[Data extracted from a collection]

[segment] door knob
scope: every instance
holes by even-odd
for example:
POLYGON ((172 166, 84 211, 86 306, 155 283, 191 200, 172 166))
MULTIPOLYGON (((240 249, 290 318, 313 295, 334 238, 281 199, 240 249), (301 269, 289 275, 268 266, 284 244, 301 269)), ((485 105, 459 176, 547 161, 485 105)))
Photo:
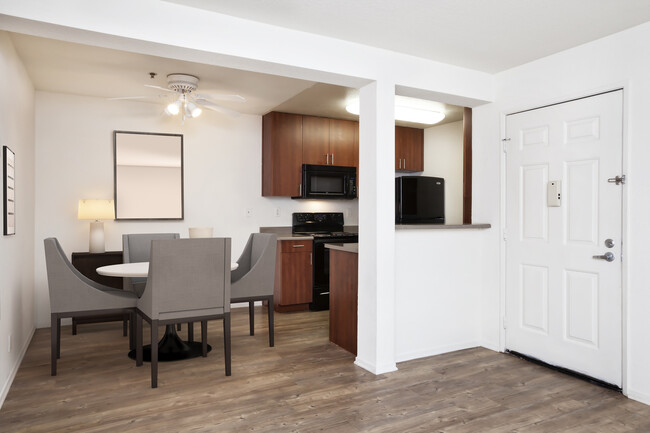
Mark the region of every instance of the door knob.
POLYGON ((594 256, 594 259, 606 260, 608 262, 613 262, 615 257, 614 257, 614 253, 608 251, 605 254, 603 254, 602 256, 594 256))
POLYGON ((614 241, 612 239, 605 239, 605 246, 607 248, 614 248, 614 241))

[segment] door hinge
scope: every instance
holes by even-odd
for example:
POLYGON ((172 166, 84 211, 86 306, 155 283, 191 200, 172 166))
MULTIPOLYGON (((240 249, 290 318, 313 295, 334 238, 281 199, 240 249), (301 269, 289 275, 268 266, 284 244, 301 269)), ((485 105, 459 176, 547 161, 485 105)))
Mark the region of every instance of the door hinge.
POLYGON ((503 329, 508 329, 508 318, 506 316, 503 316, 502 322, 503 322, 503 329))
POLYGON ((620 185, 620 184, 625 185, 625 175, 610 177, 609 179, 607 179, 607 182, 615 183, 616 185, 620 185))
POLYGON ((503 153, 508 153, 508 142, 510 141, 509 138, 504 138, 501 140, 501 144, 503 146, 503 153))
POLYGON ((508 242, 508 230, 503 229, 503 240, 508 242))

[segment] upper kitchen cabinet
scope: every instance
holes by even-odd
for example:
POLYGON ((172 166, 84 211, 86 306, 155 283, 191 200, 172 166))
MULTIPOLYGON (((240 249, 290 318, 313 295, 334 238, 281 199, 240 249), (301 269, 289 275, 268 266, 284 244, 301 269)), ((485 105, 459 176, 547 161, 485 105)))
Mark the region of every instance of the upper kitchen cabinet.
POLYGON ((302 163, 329 165, 330 119, 302 116, 302 163))
POLYGON ((300 195, 302 116, 271 112, 262 118, 262 195, 300 195))
POLYGON ((359 161, 359 122, 330 119, 330 163, 356 167, 359 161))
POLYGON ((356 166, 354 137, 358 129, 359 122, 352 120, 303 116, 303 164, 356 166))
POLYGON ((424 130, 395 127, 395 170, 424 171, 424 130))

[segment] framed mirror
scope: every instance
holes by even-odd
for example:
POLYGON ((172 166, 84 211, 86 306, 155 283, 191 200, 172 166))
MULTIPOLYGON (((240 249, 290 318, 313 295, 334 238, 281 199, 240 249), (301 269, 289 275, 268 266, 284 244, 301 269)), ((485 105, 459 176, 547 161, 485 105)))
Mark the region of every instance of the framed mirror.
POLYGON ((183 135, 114 131, 115 219, 183 219, 183 135))

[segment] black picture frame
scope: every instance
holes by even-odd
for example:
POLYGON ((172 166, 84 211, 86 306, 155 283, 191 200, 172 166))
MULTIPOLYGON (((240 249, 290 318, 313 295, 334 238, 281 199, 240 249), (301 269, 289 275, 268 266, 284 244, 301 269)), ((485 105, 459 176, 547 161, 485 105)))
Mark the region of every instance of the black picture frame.
MULTIPOLYGON (((183 220, 185 218, 185 161, 183 155, 183 134, 170 134, 170 133, 159 133, 159 132, 138 132, 138 131, 113 131, 113 194, 114 194, 114 203, 115 203, 115 220, 116 221, 151 221, 151 220, 183 220), (175 141, 174 146, 178 147, 178 153, 180 156, 180 191, 178 191, 178 196, 173 197, 173 200, 178 203, 180 207, 179 211, 175 215, 169 214, 156 214, 156 215, 125 215, 121 209, 121 192, 120 187, 120 175, 118 171, 118 160, 119 160, 119 149, 120 138, 136 138, 136 137, 160 137, 162 140, 172 139, 175 141)), ((141 178, 141 180, 144 180, 141 178)), ((143 182, 138 182, 139 186, 142 186, 143 182)), ((146 198, 147 195, 144 195, 146 198)), ((141 196, 142 197, 142 196, 141 196)), ((145 206, 144 203, 141 203, 142 206, 145 206)))
POLYGON ((16 154, 8 146, 2 146, 2 163, 4 167, 2 233, 11 236, 16 234, 16 154))

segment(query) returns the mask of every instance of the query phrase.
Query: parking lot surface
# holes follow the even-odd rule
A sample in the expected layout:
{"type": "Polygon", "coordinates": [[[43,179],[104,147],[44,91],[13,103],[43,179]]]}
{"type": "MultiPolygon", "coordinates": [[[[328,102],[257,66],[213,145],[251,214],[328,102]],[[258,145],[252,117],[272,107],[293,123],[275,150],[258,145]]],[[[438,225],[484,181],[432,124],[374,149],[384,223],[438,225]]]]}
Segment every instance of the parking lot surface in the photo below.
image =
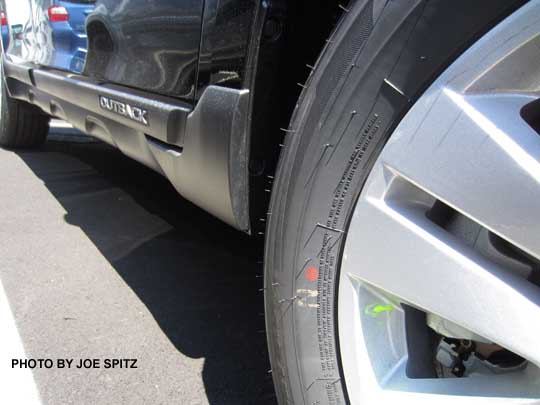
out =
{"type": "MultiPolygon", "coordinates": [[[[53,131],[40,151],[0,149],[0,321],[18,336],[2,360],[19,343],[32,359],[137,360],[34,369],[45,404],[273,403],[261,243],[115,149],[53,131]]],[[[2,367],[3,384],[28,377],[2,367]]]]}

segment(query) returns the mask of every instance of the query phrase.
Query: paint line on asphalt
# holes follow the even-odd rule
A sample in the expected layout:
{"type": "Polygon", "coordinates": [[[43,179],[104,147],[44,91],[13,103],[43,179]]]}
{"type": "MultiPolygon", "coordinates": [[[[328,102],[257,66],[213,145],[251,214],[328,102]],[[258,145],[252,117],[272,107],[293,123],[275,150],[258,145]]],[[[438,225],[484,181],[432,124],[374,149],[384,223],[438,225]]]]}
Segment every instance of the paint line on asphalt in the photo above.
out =
{"type": "Polygon", "coordinates": [[[40,404],[39,394],[30,369],[11,368],[12,359],[26,359],[23,343],[11,313],[4,286],[0,280],[0,403],[40,404]]]}

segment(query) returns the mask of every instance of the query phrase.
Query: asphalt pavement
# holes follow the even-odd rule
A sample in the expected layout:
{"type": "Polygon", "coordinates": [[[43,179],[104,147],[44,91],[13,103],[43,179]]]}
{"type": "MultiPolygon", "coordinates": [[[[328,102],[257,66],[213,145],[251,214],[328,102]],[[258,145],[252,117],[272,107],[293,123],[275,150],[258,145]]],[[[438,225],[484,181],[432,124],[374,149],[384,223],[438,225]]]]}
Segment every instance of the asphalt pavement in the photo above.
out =
{"type": "Polygon", "coordinates": [[[0,403],[274,403],[260,241],[112,147],[52,132],[0,149],[0,403]]]}

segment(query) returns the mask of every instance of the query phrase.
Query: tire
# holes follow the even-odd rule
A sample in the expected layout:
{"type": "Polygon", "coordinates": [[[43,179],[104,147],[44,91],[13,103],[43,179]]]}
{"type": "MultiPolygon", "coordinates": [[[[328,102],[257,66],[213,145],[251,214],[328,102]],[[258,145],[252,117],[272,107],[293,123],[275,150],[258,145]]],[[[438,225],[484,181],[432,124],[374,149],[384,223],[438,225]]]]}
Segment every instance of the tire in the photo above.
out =
{"type": "Polygon", "coordinates": [[[49,116],[38,107],[11,98],[2,70],[0,79],[0,145],[8,148],[37,148],[47,138],[49,116]]]}
{"type": "Polygon", "coordinates": [[[279,403],[348,402],[337,280],[364,181],[422,92],[523,3],[358,0],[344,12],[293,114],[270,203],[265,306],[279,403]]]}

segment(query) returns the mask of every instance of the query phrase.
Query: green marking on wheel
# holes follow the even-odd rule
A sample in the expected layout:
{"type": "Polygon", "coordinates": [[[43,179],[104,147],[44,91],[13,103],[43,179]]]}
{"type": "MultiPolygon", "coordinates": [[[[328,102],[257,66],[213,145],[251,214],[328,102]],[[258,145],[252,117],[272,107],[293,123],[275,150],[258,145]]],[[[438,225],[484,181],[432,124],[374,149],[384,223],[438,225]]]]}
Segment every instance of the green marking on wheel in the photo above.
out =
{"type": "Polygon", "coordinates": [[[370,304],[364,308],[364,314],[371,316],[372,318],[377,318],[380,314],[385,312],[392,312],[393,310],[394,306],[392,304],[370,304]]]}

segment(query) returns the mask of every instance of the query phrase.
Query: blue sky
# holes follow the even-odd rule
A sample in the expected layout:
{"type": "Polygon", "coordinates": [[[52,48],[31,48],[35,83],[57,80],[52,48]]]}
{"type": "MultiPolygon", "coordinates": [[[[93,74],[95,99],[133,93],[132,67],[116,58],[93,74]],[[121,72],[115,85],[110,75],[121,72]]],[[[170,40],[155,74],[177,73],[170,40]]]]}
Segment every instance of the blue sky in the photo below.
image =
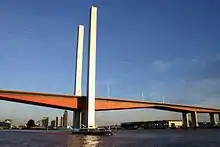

● WORK ITEM: Check each line of the entries for the string "blue". Copy the lines that have it.

● ANSWER TO THIS PROBLEM:
Query: blue sky
Segment every instance of the blue sky in the photo below.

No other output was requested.